The records below are to be repeated in full, exactly as they are.

Named object pointing entries
## Start
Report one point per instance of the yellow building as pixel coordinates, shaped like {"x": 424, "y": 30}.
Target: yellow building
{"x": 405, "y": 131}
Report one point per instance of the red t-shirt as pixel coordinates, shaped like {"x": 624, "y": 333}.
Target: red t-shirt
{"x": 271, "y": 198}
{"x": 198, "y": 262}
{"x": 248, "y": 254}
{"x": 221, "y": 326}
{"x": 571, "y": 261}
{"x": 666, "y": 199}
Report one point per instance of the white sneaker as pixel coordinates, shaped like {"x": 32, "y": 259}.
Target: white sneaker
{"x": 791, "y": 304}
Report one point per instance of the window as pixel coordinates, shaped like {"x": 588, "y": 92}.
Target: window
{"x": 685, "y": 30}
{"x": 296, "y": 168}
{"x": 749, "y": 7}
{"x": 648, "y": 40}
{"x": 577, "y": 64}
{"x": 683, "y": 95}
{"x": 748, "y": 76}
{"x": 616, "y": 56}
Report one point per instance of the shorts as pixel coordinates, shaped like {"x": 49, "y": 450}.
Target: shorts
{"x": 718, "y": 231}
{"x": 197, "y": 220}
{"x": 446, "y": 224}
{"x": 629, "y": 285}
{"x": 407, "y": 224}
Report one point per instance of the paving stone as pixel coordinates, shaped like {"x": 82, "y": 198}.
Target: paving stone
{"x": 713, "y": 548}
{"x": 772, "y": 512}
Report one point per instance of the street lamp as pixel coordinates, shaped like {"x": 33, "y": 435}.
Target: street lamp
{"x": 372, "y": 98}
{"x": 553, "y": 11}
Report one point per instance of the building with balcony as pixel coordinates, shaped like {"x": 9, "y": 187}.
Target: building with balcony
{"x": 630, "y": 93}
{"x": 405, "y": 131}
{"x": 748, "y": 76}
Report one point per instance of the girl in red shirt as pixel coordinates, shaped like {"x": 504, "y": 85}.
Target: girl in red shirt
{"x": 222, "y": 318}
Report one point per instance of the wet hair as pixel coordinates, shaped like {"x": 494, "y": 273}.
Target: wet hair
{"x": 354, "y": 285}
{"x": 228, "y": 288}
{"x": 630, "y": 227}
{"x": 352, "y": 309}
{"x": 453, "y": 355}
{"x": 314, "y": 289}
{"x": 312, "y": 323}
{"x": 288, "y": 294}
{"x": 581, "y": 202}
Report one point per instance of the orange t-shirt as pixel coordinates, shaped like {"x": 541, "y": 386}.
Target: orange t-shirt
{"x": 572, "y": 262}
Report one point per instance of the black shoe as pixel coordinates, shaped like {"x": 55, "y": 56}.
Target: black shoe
## End
**Output below**:
Report one point per instance of the yellow building as pixel coordinates, shaped like {"x": 424, "y": 30}.
Target: yellow building
{"x": 405, "y": 131}
Report one point per instance of the red t-shirt as pixel coordinates, shaped like {"x": 624, "y": 333}.
Target: red t-shirt
{"x": 271, "y": 198}
{"x": 198, "y": 262}
{"x": 248, "y": 254}
{"x": 221, "y": 326}
{"x": 571, "y": 261}
{"x": 666, "y": 199}
Report one point per instance of the white sneaker as pixel coordinates, shaped like {"x": 32, "y": 259}.
Target: white sneaker
{"x": 791, "y": 304}
Report one point per instance of the window as pixel coordinates, shaped like {"x": 588, "y": 92}.
Target: window
{"x": 685, "y": 30}
{"x": 296, "y": 168}
{"x": 749, "y": 7}
{"x": 648, "y": 40}
{"x": 577, "y": 64}
{"x": 683, "y": 95}
{"x": 748, "y": 76}
{"x": 616, "y": 56}
Report one point per instance of the shorts as pixel coordinates, shaped like {"x": 49, "y": 450}.
Target: shorts
{"x": 718, "y": 231}
{"x": 197, "y": 220}
{"x": 446, "y": 224}
{"x": 629, "y": 285}
{"x": 407, "y": 224}
Report one point per instance of the paving stone as pixel coordinates, shaped like {"x": 82, "y": 198}.
Target: paving stone
{"x": 713, "y": 548}
{"x": 772, "y": 512}
Report one point per instance of the street lamp as pixel coordinates, shaped like {"x": 33, "y": 435}.
Target: street lamp
{"x": 372, "y": 98}
{"x": 553, "y": 11}
Report one point per instance of the building with balcony as pixel coordinates, shaped like {"x": 9, "y": 187}.
Target: building with balcony
{"x": 630, "y": 93}
{"x": 405, "y": 131}
{"x": 748, "y": 76}
Report one point per instance of the girl in red shirt as pixel coordinates, shaped like {"x": 504, "y": 85}.
Target: girl in red shirt
{"x": 222, "y": 318}
Report one point per instance of the wet hair as pixel coordinates, shaped like {"x": 494, "y": 273}.
Target: wet hair
{"x": 354, "y": 285}
{"x": 228, "y": 288}
{"x": 630, "y": 227}
{"x": 352, "y": 309}
{"x": 453, "y": 355}
{"x": 314, "y": 289}
{"x": 312, "y": 323}
{"x": 288, "y": 294}
{"x": 581, "y": 202}
Report one point per instance of the orange t-shirt as pixel coordinates, shaped like {"x": 541, "y": 386}.
Target: orange t-shirt
{"x": 572, "y": 262}
Report one point per instance of the black shoe as pixel coordinates, shaped like {"x": 55, "y": 56}.
Target: black shoe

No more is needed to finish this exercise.